Apple Music’s design is broken
Apple’s new streaming service launched to massive hype this summer, bringing a new Beats Music–infused flavor to Apple’s iTunes-centric media ecosystem. Apple Music transforms how Apple approaches media and competes against growing streaming companies like Spotify, and could leave a lasting impression on the music industry with its big-name partnerships and exclusives.
But the service and its apps—the refreshed Music app on iOS and iTunes on desktop–have garnered negative attention for their confusing layouts and bloated feature sets. In the weeks since its June 30 debut, Apple has already begun tweaking how Apple Music works to address some of the major issues, with iOS 9 beta builds and iTunes 12.2.2 already introducing some adjustments.
Apple Music’s successes and failures in user-experience design represent one of the industry’s smartest companies experimenting and pivoting in the market, and their swift changes in direction demonstrate some of the Cupertino giant’s design thinking. Here are some of the biggest lessons we noticed from Apple Music’s early evolutions.
Onboarding is critical.
When users first open the Music app after updating to iOS 8.4, they are immediately presented with an all-new design featuring five tabs: For You, New, Radio, Connect, and My Music. The functionality from iOS 8.3 and before, the features that users have become accustomed to, have been collapsed into the My Music tab and now hide behind a singular drop-down view control. The other tabs present newcomers with a sign-up form for a free three-month trial of Apple Music.
One major feature Apple Music inherits from Beats Music is its onboarding flow, which is also one of the experiences that the new Apple Music handles best. When they select the custom-content For You tab, users are prompted to select genres and artists they like from a free-form stack of bubbles. Tapping on an item indicates you like it, double tapping signifies you love it, and holding down “pops” the bubble and eliminates that item from view.
These selections inform all the customized content and recommendations that follow, but represent the strongest and, frankly, only component of Apple Music’s onboarding process. Users are dumped into an interface that does little to explain itself beyond a notification that appears if they select the heart button on a track, album, or playlist.
I’m trapped in Apple Music and no one will help me.
Apple’s approach for familiarizing users with the app and its interface depends on users’ willingness to try poking buttons they don’t understand, and leaves some of Apple Music’s most helpful features buried within obscure menus and deep within complex user paths. For reasons that will become apparent, this reliance on users’ self-determination can only breed more confusion, and more comprehensive onboarding screens or coach marks could help alleviate this concern.

--*--

## YOUR TASKS
1. In the Apple Music article, which five tabs does the Music app show after updating to iOS 8.4?
2. Write the next part of the Apple Music article, beginning after its last sentence.
The records have no connection to the Apple Music article.

--*--

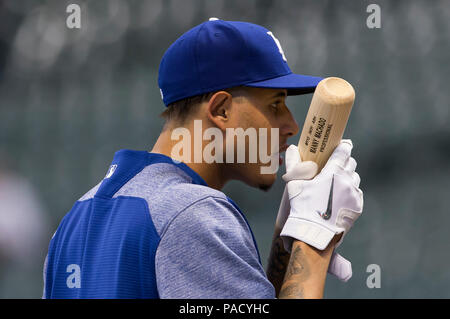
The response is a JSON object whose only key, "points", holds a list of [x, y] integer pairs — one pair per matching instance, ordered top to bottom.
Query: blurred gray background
{"points": [[70, 98]]}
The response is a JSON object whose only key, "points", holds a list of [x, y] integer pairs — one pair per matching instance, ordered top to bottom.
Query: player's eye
{"points": [[275, 105]]}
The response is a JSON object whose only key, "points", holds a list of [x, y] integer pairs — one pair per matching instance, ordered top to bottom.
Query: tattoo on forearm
{"points": [[277, 263], [297, 272]]}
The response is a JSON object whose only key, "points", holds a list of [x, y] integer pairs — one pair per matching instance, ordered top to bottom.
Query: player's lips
{"points": [[282, 150]]}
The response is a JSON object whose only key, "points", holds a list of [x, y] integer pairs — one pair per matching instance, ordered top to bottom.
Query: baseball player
{"points": [[158, 225]]}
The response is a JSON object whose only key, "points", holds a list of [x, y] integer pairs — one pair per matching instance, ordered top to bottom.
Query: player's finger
{"points": [[350, 166], [301, 171], [356, 179]]}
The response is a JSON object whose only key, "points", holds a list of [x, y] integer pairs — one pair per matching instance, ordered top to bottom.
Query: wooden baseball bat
{"points": [[326, 120], [323, 129]]}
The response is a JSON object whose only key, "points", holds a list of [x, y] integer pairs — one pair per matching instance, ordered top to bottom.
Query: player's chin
{"points": [[264, 181]]}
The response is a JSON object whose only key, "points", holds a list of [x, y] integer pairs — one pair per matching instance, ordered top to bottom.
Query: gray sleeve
{"points": [[207, 251]]}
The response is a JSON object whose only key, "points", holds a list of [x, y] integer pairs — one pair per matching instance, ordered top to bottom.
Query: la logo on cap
{"points": [[111, 171]]}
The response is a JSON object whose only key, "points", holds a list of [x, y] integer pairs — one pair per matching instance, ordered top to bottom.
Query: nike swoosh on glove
{"points": [[324, 206]]}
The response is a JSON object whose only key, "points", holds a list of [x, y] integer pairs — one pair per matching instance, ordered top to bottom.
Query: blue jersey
{"points": [[152, 228]]}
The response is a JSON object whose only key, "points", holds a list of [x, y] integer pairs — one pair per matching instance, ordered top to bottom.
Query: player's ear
{"points": [[219, 108]]}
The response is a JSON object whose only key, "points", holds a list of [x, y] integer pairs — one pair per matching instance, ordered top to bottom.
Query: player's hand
{"points": [[326, 205]]}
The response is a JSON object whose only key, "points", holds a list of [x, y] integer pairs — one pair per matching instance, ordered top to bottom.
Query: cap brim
{"points": [[295, 84]]}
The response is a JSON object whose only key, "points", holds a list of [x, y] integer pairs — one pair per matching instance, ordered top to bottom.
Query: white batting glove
{"points": [[298, 170], [325, 206], [339, 266]]}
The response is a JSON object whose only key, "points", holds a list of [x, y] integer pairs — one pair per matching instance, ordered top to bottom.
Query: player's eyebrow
{"points": [[279, 94]]}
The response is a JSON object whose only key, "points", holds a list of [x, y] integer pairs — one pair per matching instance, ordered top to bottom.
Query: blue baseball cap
{"points": [[218, 54]]}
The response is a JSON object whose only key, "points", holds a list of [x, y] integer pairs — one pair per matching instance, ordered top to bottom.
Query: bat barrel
{"points": [[326, 120]]}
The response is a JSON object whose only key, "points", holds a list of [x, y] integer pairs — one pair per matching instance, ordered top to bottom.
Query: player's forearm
{"points": [[278, 262], [306, 273]]}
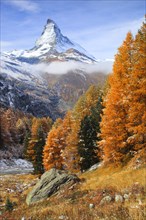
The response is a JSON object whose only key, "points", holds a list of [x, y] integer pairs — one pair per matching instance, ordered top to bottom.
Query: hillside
{"points": [[84, 200]]}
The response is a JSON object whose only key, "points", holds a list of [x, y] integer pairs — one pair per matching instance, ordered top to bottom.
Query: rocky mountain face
{"points": [[28, 82]]}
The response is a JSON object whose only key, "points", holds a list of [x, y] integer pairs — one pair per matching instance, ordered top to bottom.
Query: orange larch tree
{"points": [[137, 94], [114, 132]]}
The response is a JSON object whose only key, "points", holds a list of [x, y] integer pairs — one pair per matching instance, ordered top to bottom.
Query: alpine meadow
{"points": [[72, 124]]}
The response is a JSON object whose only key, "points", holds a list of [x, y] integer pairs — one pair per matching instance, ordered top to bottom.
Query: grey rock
{"points": [[50, 183], [118, 198], [105, 200]]}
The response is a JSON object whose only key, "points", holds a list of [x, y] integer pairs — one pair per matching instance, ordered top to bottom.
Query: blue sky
{"points": [[99, 26]]}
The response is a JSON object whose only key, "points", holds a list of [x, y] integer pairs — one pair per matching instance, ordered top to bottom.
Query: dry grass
{"points": [[119, 178], [74, 204]]}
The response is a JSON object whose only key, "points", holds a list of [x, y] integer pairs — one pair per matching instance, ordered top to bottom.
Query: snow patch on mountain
{"points": [[53, 42]]}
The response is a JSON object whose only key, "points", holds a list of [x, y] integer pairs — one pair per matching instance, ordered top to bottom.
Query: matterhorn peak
{"points": [[49, 35], [52, 43]]}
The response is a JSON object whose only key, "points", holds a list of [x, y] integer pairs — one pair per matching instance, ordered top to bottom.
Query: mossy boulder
{"points": [[50, 183]]}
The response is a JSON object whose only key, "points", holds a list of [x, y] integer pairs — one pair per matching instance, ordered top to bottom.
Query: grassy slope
{"points": [[74, 202]]}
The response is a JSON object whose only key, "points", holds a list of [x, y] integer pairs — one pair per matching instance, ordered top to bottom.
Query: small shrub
{"points": [[9, 205]]}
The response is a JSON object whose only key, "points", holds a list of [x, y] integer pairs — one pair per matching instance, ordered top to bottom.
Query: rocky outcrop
{"points": [[29, 98], [50, 183]]}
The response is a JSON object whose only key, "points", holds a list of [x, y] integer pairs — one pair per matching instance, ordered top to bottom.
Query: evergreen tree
{"points": [[39, 130], [88, 146]]}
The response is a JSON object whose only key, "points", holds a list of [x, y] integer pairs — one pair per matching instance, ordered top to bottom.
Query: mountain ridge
{"points": [[31, 73]]}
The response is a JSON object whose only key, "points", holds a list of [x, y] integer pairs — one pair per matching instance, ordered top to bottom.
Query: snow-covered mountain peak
{"points": [[49, 35], [53, 45]]}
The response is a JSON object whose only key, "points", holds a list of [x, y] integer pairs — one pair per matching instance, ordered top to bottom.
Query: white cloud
{"points": [[24, 5]]}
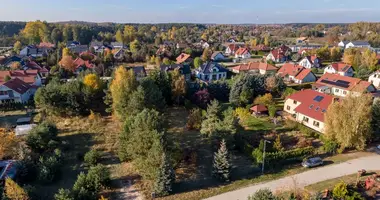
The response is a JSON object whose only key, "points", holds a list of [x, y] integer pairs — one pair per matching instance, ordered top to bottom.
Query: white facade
{"points": [[329, 69], [375, 79], [7, 94]]}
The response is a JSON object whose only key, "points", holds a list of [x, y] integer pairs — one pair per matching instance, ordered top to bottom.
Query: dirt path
{"points": [[301, 180]]}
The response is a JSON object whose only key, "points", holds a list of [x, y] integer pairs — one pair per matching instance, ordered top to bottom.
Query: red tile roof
{"points": [[242, 51], [182, 58], [254, 66], [340, 67], [351, 82], [17, 85], [310, 106], [259, 108]]}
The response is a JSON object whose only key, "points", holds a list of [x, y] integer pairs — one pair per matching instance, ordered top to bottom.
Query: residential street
{"points": [[306, 178]]}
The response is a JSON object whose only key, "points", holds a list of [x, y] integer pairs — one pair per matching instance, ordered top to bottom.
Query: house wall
{"points": [[375, 79], [311, 123]]}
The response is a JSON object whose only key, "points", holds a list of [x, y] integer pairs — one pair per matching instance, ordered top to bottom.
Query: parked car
{"points": [[312, 162]]}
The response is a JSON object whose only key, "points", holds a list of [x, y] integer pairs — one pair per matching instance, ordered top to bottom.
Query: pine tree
{"points": [[221, 165], [165, 178]]}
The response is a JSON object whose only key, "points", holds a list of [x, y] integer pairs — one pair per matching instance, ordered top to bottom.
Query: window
{"points": [[316, 124]]}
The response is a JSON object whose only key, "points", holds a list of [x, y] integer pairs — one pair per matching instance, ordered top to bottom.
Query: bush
{"points": [[92, 157], [263, 194]]}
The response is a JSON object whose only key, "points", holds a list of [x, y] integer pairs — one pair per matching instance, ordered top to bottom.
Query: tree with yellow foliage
{"points": [[35, 32], [92, 81], [122, 86], [8, 144], [13, 191]]}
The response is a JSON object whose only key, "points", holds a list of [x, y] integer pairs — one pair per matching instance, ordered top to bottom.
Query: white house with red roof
{"points": [[242, 52], [311, 62], [255, 68], [340, 68], [296, 73], [374, 78], [342, 86], [15, 91], [308, 108]]}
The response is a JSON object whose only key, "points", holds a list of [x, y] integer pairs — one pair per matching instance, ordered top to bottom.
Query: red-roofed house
{"points": [[242, 52], [280, 54], [183, 58], [311, 62], [255, 68], [340, 68], [296, 73], [342, 85], [15, 91], [308, 107]]}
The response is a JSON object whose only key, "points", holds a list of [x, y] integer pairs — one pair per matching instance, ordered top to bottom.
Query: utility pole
{"points": [[265, 145]]}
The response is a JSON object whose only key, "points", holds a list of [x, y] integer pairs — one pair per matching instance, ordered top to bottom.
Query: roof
{"points": [[241, 51], [182, 58], [255, 65], [209, 66], [340, 67], [185, 68], [290, 69], [345, 82], [17, 85], [313, 104], [259, 108]]}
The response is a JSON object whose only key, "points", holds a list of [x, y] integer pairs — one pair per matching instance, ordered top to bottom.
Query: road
{"points": [[309, 177]]}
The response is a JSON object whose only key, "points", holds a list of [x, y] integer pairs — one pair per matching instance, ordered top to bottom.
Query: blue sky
{"points": [[193, 11]]}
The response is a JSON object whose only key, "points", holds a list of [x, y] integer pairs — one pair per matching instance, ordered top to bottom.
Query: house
{"points": [[301, 40], [342, 44], [358, 44], [261, 47], [232, 48], [243, 53], [280, 54], [217, 56], [183, 57], [311, 62], [255, 68], [340, 68], [183, 69], [211, 71], [296, 73], [31, 77], [374, 78], [338, 85], [15, 91], [308, 107], [258, 110]]}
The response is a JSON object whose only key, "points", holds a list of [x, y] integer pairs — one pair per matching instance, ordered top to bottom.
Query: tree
{"points": [[119, 36], [17, 46], [135, 46], [197, 62], [92, 81], [122, 86], [349, 122], [211, 124], [221, 165], [165, 178], [13, 191], [263, 194]]}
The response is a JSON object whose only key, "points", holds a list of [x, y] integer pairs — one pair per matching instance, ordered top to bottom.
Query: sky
{"points": [[192, 11]]}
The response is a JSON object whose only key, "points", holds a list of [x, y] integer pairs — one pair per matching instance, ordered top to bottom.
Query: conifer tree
{"points": [[221, 165], [165, 178]]}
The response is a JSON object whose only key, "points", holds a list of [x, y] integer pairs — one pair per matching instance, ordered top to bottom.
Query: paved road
{"points": [[306, 178]]}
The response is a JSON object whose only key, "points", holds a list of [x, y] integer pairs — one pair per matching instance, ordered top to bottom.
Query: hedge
{"points": [[286, 156]]}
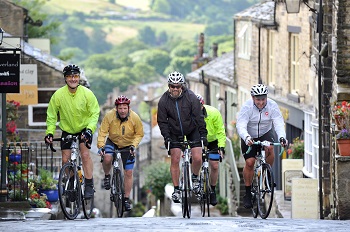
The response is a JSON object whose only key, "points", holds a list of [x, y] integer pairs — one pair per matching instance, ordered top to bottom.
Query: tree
{"points": [[157, 177]]}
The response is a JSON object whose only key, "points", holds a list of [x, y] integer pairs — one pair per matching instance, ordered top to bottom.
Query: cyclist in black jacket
{"points": [[180, 115]]}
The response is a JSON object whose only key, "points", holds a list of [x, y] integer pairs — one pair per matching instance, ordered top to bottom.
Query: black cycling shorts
{"points": [[193, 136], [269, 136], [65, 145]]}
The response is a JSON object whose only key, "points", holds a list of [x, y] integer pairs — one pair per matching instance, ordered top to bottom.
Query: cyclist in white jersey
{"points": [[254, 122]]}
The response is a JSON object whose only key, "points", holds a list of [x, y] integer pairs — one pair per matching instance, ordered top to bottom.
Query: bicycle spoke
{"points": [[266, 191], [69, 195]]}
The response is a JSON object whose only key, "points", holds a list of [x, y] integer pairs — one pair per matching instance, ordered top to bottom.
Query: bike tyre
{"points": [[117, 183], [265, 200], [88, 204], [73, 209]]}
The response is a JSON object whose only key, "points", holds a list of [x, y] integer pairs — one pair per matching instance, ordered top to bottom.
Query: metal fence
{"points": [[23, 162]]}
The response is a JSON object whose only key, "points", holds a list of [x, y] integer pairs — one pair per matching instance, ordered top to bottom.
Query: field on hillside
{"points": [[120, 30]]}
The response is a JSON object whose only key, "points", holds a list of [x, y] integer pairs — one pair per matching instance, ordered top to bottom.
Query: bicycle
{"points": [[185, 178], [71, 183], [204, 183], [263, 184], [117, 186]]}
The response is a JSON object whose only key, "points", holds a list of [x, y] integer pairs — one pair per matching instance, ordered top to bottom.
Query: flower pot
{"points": [[344, 147], [15, 158], [52, 194]]}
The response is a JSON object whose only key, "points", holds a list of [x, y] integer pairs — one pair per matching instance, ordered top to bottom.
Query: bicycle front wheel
{"points": [[266, 188], [117, 190], [69, 192], [88, 204]]}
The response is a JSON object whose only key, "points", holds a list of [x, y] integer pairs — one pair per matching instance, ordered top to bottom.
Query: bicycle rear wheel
{"points": [[117, 190], [207, 190], [266, 191], [186, 192], [69, 193], [255, 194], [88, 204]]}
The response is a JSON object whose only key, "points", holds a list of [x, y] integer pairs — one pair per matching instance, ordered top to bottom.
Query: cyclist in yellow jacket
{"points": [[78, 110], [121, 128], [216, 143]]}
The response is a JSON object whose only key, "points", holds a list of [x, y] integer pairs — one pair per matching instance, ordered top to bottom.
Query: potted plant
{"points": [[341, 114], [343, 141], [296, 149], [47, 185]]}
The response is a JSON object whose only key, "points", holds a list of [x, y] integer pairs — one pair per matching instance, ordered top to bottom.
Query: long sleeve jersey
{"points": [[77, 111], [180, 116], [254, 122], [214, 125], [123, 134]]}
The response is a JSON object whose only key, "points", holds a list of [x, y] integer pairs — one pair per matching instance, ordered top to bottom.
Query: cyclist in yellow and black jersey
{"points": [[78, 109], [121, 128], [216, 143]]}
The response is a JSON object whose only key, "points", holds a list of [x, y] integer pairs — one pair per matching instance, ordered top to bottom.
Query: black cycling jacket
{"points": [[190, 113]]}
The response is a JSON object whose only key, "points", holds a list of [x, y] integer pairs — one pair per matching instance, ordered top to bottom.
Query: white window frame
{"points": [[244, 41], [294, 63]]}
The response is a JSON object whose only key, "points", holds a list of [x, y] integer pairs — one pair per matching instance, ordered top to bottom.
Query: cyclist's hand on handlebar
{"points": [[48, 139], [248, 140], [205, 141], [284, 142], [132, 150], [101, 151]]}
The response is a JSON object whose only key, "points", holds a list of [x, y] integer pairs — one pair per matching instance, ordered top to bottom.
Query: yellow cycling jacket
{"points": [[77, 111], [214, 125], [123, 134]]}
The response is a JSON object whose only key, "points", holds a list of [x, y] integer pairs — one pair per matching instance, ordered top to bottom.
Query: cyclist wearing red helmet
{"points": [[79, 112], [254, 122], [121, 128]]}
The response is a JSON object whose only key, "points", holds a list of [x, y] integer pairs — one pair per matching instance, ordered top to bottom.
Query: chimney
{"points": [[201, 45], [215, 50]]}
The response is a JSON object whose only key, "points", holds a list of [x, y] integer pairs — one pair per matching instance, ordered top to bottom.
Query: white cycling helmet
{"points": [[176, 78], [258, 90]]}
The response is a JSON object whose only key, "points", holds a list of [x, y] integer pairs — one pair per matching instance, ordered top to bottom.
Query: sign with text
{"points": [[9, 73], [29, 86], [305, 198]]}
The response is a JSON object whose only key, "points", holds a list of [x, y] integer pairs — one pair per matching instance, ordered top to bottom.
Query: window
{"points": [[244, 41], [294, 63], [271, 70], [37, 113]]}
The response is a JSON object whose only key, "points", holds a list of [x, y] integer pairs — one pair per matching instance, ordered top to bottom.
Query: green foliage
{"points": [[157, 177], [222, 205]]}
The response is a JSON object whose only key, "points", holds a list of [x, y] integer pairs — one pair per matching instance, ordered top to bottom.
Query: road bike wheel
{"points": [[188, 190], [207, 190], [118, 191], [266, 191], [202, 194], [255, 194], [69, 195], [88, 204]]}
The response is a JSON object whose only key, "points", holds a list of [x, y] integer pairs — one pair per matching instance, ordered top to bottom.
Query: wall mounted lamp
{"points": [[293, 6], [1, 35]]}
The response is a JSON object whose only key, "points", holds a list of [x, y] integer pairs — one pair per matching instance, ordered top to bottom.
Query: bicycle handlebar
{"points": [[67, 139], [264, 144]]}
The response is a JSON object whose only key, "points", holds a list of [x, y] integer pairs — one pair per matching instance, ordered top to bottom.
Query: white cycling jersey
{"points": [[254, 122]]}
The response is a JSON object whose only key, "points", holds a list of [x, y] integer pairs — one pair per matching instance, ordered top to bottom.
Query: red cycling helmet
{"points": [[122, 100]]}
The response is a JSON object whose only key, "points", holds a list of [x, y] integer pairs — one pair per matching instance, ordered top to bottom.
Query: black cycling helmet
{"points": [[71, 69], [259, 90], [200, 98], [122, 100]]}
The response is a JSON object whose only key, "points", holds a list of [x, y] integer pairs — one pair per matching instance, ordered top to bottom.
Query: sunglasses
{"points": [[70, 76], [175, 86]]}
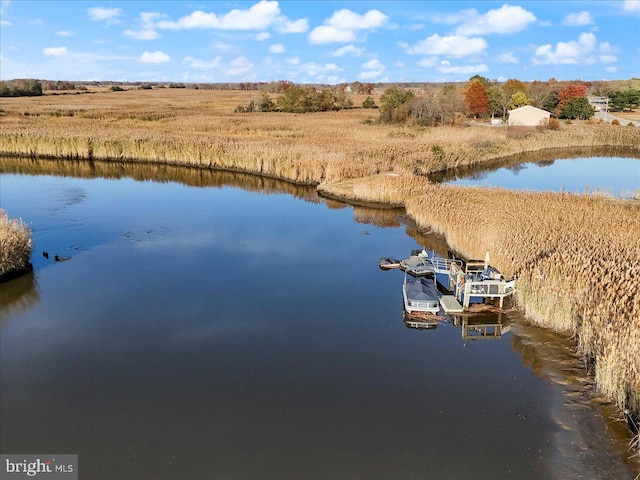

--*--

## EXERCISE RESPONSES
1. For You, New, Radio, Connect, and My Music.

2.
Breadcrumbs matter.
Organizing every song ever recorded is a tough problem, so it should come as no surprise that one of the toughest parts to understand about Apple Music is its navigational structure. Apple’s reliance on a tab navigation for Apple Music, versus a hamburger menu that might be able to contain more options, has made for a confusing interface due to oversimplified and mysteriously named sections.
“For You” is a feed of incredibly tailored albums and playlists from Apple Music’s algorithmic recommendations engine and its team of human curators, and represents the unique value of the service. “New” is the home for popular and featured content in the Apple Music library. “Radio” is the home for both Beats 1, the service’s new 24-hour internet radio station, and radio stations based on an artist or genre, à la iTunes Radio in iOS 7 and Pandora before it. “Connect” is a strange artist-centric social network based loosely on iTunes Ping’s troubled legacy, and “My Music” is where purchased music, saved items from the Apple Music library, and playlists of all sorts coexist.
If that sounds confusing to you, you’d be right.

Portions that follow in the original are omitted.